++++ DATA FOR PROCESSING ++++
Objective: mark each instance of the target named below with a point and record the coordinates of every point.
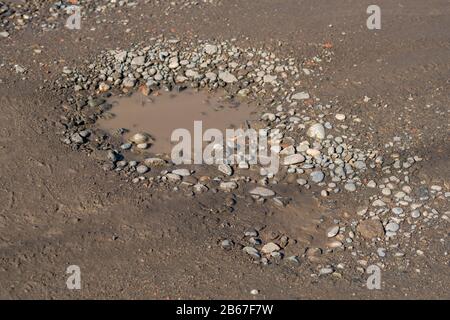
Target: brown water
(159, 115)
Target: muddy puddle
(160, 114)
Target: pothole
(317, 145)
(158, 115)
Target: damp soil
(160, 114)
(59, 208)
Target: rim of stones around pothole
(317, 150)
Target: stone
(227, 77)
(77, 138)
(397, 210)
(211, 49)
(181, 172)
(262, 192)
(370, 229)
(317, 176)
(252, 251)
(228, 186)
(332, 231)
(128, 83)
(138, 61)
(225, 169)
(139, 138)
(269, 248)
(141, 169)
(226, 244)
(392, 227)
(350, 186)
(200, 188)
(316, 131)
(173, 177)
(293, 159)
(300, 96)
(153, 162)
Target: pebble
(293, 159)
(316, 131)
(139, 138)
(227, 244)
(332, 231)
(262, 192)
(270, 247)
(154, 162)
(392, 227)
(227, 77)
(317, 176)
(370, 229)
(141, 169)
(415, 213)
(350, 186)
(126, 146)
(210, 49)
(228, 186)
(252, 251)
(181, 172)
(397, 210)
(225, 169)
(381, 252)
(300, 96)
(325, 271)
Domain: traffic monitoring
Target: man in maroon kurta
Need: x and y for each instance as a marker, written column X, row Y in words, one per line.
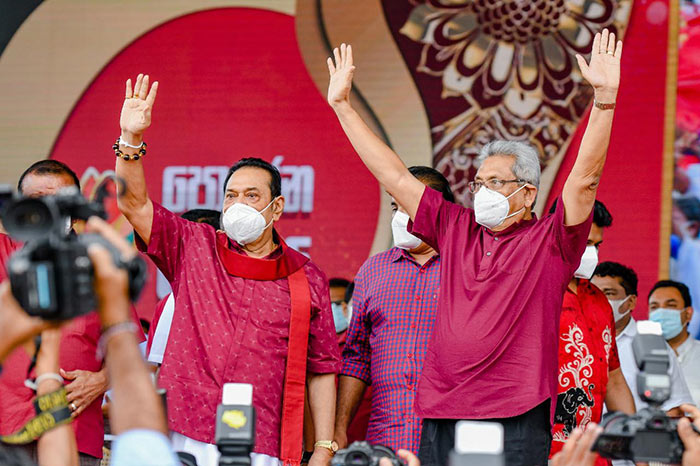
column 236, row 296
column 493, row 350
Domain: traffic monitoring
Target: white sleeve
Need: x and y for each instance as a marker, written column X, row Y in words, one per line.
column 162, row 331
column 679, row 388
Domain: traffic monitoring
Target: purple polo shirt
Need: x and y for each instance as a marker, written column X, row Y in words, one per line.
column 494, row 348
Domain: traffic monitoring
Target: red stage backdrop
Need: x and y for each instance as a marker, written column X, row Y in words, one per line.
column 232, row 85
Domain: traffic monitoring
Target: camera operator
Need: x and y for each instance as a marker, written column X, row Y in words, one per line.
column 136, row 411
column 78, row 364
column 57, row 446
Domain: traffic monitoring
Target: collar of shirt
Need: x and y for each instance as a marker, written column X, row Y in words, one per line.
column 517, row 226
column 398, row 254
column 630, row 331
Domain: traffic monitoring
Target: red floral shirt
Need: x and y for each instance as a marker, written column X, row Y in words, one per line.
column 587, row 353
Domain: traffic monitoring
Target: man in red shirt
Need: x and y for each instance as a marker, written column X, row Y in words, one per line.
column 589, row 367
column 79, row 366
column 248, row 309
column 493, row 351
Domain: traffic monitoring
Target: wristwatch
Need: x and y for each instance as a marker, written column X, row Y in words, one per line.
column 332, row 445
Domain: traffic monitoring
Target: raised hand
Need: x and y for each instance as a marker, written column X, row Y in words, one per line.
column 603, row 71
column 136, row 111
column 341, row 71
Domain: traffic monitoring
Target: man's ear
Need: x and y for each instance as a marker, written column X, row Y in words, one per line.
column 530, row 195
column 688, row 311
column 277, row 208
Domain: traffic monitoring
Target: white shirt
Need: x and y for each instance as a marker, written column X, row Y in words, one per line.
column 162, row 332
column 689, row 359
column 679, row 389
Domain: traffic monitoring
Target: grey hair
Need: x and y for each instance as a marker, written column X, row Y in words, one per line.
column 527, row 162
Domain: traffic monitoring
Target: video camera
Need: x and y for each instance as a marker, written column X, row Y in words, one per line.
column 364, row 454
column 52, row 275
column 650, row 435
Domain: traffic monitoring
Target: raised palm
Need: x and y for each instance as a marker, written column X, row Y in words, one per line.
column 603, row 71
column 341, row 72
column 138, row 104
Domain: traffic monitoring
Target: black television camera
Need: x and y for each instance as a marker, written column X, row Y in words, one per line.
column 364, row 454
column 52, row 275
column 649, row 435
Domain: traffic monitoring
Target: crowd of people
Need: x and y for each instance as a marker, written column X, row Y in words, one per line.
column 484, row 314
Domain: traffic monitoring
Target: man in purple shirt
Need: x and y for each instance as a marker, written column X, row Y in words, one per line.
column 493, row 351
column 395, row 303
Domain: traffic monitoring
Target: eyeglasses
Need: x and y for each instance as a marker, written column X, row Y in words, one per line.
column 494, row 184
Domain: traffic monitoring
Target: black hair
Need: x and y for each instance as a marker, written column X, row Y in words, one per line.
column 601, row 215
column 338, row 282
column 48, row 167
column 349, row 292
column 433, row 179
column 210, row 217
column 275, row 177
column 628, row 277
column 682, row 289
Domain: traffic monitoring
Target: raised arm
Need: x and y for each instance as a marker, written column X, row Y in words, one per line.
column 135, row 118
column 384, row 164
column 603, row 73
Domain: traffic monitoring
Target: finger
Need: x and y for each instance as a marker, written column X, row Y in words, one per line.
column 97, row 225
column 143, row 92
column 604, row 41
column 570, row 445
column 137, row 86
column 582, row 64
column 596, row 44
column 686, row 432
column 129, row 92
column 336, row 54
column 611, row 44
column 150, row 100
column 618, row 50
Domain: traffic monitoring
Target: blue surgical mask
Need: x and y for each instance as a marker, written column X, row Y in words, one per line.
column 341, row 322
column 670, row 320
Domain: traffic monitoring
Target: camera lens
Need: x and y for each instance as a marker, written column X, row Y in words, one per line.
column 356, row 458
column 28, row 219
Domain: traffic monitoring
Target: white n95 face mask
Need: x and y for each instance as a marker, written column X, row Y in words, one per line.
column 589, row 261
column 243, row 223
column 616, row 304
column 399, row 229
column 491, row 207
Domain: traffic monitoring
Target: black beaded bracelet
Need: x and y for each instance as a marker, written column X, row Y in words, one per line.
column 124, row 156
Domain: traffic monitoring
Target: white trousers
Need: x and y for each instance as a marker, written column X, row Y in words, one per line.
column 207, row 454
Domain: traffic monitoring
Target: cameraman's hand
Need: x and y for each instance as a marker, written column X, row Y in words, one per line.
column 409, row 458
column 690, row 439
column 111, row 282
column 577, row 450
column 16, row 326
column 84, row 388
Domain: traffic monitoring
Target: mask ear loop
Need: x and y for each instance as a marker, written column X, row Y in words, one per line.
column 511, row 195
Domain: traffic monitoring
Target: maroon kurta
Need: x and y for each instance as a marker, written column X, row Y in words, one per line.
column 493, row 351
column 229, row 329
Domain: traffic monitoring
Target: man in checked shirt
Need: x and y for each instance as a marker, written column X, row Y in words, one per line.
column 394, row 306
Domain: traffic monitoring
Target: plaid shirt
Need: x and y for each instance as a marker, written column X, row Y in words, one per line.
column 394, row 307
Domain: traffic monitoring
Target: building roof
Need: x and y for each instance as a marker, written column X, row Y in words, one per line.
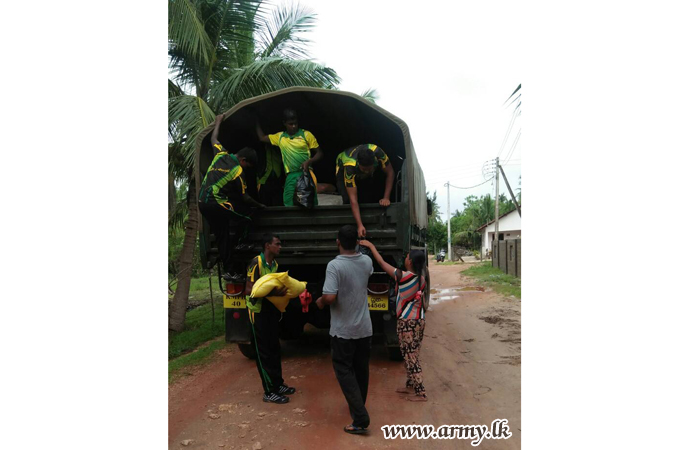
column 499, row 218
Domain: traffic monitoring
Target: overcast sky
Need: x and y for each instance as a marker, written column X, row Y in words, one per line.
column 446, row 72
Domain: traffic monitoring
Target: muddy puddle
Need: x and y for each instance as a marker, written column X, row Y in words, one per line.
column 441, row 295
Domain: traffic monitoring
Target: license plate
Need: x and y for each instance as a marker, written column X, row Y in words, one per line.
column 378, row 302
column 234, row 302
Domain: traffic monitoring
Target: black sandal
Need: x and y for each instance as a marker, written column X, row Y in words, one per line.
column 354, row 430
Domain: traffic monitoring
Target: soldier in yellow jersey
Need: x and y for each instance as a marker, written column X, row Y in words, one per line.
column 296, row 146
column 354, row 168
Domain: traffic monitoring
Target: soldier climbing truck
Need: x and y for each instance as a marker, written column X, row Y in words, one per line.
column 339, row 120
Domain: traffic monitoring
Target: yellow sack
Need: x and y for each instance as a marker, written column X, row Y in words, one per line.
column 267, row 283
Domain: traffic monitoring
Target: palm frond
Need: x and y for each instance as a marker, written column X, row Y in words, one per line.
column 283, row 32
column 187, row 116
column 177, row 220
column 268, row 75
column 186, row 30
column 370, row 94
column 173, row 89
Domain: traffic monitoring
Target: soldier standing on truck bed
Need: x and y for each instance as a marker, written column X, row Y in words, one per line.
column 355, row 167
column 295, row 145
column 264, row 321
column 222, row 197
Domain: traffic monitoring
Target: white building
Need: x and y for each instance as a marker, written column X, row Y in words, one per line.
column 508, row 228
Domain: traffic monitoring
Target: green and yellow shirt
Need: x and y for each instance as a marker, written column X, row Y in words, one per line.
column 295, row 149
column 258, row 267
column 347, row 162
column 224, row 181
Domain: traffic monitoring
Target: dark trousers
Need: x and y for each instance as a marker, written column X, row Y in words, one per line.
column 267, row 344
column 369, row 190
column 351, row 365
column 223, row 222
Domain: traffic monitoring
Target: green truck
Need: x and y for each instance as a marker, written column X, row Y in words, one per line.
column 339, row 120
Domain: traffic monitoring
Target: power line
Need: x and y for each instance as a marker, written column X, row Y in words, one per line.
column 510, row 127
column 470, row 187
column 512, row 147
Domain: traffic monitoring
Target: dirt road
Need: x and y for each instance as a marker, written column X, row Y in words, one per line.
column 471, row 370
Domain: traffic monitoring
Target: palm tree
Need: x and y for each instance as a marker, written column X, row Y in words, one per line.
column 222, row 52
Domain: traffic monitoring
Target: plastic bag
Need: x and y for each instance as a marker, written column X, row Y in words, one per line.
column 305, row 192
column 267, row 283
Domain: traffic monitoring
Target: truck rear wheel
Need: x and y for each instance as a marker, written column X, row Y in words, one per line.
column 248, row 350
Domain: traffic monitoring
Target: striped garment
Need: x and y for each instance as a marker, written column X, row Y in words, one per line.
column 409, row 304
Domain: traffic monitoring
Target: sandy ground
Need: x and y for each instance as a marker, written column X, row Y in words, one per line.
column 471, row 370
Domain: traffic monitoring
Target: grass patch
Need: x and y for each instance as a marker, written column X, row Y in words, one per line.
column 199, row 289
column 201, row 356
column 198, row 328
column 494, row 278
column 449, row 263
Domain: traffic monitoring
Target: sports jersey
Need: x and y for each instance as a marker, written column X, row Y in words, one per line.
column 295, row 149
column 257, row 268
column 347, row 161
column 224, row 180
column 409, row 302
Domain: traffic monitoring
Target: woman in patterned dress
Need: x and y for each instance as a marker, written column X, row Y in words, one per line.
column 410, row 316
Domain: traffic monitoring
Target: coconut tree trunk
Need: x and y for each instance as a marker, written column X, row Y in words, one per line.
column 178, row 307
column 172, row 195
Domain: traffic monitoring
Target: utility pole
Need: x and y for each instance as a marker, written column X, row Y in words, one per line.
column 449, row 229
column 510, row 190
column 495, row 237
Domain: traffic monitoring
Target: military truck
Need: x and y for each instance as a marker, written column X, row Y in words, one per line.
column 339, row 120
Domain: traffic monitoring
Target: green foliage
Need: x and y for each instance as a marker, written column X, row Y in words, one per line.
column 176, row 239
column 225, row 52
column 477, row 212
column 198, row 328
column 494, row 278
column 370, row 94
column 437, row 230
column 198, row 357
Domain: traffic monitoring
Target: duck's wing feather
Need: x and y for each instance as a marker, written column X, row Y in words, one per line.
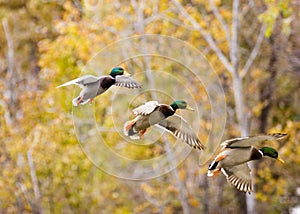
++++
» **WHAT TO DO**
Go through the entries and filter for lines holding the word "black"; copy each match.

» **WRITTEN ANSWER**
Target: black television camera
Target: black hair
Target: black beaded bracelet
Target: black sandal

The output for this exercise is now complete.